» DATASET ENTRIES

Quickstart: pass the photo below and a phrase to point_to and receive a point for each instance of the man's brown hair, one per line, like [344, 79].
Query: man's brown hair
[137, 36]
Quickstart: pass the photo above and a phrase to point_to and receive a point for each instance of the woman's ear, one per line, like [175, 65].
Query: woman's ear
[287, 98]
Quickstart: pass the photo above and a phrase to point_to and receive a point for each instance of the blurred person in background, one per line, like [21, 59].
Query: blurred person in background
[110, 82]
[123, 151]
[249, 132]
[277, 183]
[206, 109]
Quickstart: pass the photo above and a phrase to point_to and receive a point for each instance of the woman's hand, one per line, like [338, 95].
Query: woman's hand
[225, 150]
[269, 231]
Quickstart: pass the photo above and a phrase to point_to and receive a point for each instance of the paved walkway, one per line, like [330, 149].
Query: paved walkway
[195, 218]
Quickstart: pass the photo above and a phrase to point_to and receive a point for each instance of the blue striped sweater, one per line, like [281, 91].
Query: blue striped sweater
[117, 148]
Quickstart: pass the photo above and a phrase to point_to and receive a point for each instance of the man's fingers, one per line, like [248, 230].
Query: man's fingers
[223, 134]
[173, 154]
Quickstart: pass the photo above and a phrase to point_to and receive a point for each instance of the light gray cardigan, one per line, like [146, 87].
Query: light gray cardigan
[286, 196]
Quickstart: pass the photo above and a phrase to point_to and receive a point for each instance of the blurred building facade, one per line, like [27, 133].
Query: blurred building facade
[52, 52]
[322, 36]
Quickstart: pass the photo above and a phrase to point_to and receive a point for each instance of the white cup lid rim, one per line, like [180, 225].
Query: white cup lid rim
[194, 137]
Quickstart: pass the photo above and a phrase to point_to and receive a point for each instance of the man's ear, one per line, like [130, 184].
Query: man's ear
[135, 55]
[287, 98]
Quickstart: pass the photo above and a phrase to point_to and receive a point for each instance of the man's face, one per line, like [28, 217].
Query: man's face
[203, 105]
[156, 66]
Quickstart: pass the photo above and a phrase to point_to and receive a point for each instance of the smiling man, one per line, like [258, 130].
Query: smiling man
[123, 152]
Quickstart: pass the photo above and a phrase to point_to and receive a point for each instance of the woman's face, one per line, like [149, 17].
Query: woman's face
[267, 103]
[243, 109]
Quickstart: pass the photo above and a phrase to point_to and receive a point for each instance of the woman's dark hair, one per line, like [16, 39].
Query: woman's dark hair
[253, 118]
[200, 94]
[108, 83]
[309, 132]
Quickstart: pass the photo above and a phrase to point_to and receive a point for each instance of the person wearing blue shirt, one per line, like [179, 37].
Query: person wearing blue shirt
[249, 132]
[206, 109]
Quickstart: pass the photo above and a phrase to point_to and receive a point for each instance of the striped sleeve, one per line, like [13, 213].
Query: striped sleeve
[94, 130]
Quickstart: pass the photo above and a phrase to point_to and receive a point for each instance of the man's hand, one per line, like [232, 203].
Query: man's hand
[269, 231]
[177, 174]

» GIVEN INSTRUCTION
Please retype all of the lines above word for word, keeping their original order.

» SOLUTION
Quickstart: pass the photo below and a phrase to point_to and receive a point for each instance of the man's brown hair, one per line, like [344, 79].
Query: man's brown hair
[137, 36]
Quickstart: pass the photo above and a phrase to point_to and receive a point for each instance of the woman's ear, one per line, like [175, 65].
Query: woman's ear
[287, 98]
Quickstart: pass the photo above and a phrase to point_to and receive a point for each instance of the blurred person in background, one per line, like [21, 59].
Query: blurred person in background
[110, 82]
[123, 151]
[249, 132]
[277, 183]
[206, 109]
Quickstart: pass the photo above and a phrase to point_to and receive a point for each instance of the woman's hand, one per line, like [338, 95].
Query: woman's hand
[225, 150]
[269, 231]
Quickstart: pass the photo above and a phrase to point_to and receive a point for each instance of the paved walkway, one per line, like [330, 149].
Query: paved walkway
[195, 218]
Quickstart: pass the photo above and a phrase to point_to and receive a point for each instance of the blue striped sweater, one per line, like [281, 91].
Query: blue striped sweater
[117, 148]
Quickstart: pass the photo above and a phrase to point_to and receive a point for each instance of the man's fingers, one per line, like [248, 230].
Query: man's fingers
[223, 134]
[173, 154]
Quickstart: pass the photo above and a phrase to point_to and receive a point for each instance of the light gray cardigan, one per line, like [146, 87].
Query: light gray cardigan
[286, 196]
Quickstart: pass the photo above and a phrase to point_to and receive a point for each instance of the blurred building facade, one per line, like [27, 133].
Query: blurred building facade
[52, 52]
[322, 36]
Quickstart: pass the photo above and a phrase to point_to and receive a point for each instance of the white cup lid rim, one per line, like [180, 225].
Query: white cup lid rim
[194, 137]
Quickstart: pass the photo above and a phrase to point_to and receive a point for each instance of the man's ear, one per line, like [130, 184].
Query: man's ear
[135, 55]
[287, 98]
Quickstart: pass the photo above and a phrase to point_to and receive a point for each instance of the man's face, one per line, like [28, 217].
Query: man's face
[203, 105]
[156, 66]
Quickstart: pass the photo above and a phrase to point_to and receive a point for each instance of the smiling man, one per line, like [258, 130].
Query: smiling man
[123, 152]
Quickstart: pass the photo above and a phrase to point_to and receive a point for each instance of the woman's face, one per line, like [149, 17].
Query: woman's face
[267, 103]
[243, 109]
Quickstart: pass the photo above and a phrase to point_to and receive a point for each instance of the woman's dark hair, one per line, like [16, 39].
Query: woman's dark hair
[253, 118]
[200, 94]
[108, 83]
[309, 132]
Quickstart: pass the photo above and a phrase to point_to and receive a point for each instance of the person wearing blue shirt, one per line, like [179, 37].
Query: person wearing blue shirt
[249, 132]
[206, 109]
Quickstart: pass the photo above and a phrase to point_to and receive a point for each instance of the striped sleeve, one per line, like [13, 213].
Query: striped sleeve
[94, 130]
Quickstart: pass the photo above and a phrase to point_to and receive a point for each instance of the man's hand, one per line, like [232, 203].
Query: man's hand
[269, 231]
[177, 174]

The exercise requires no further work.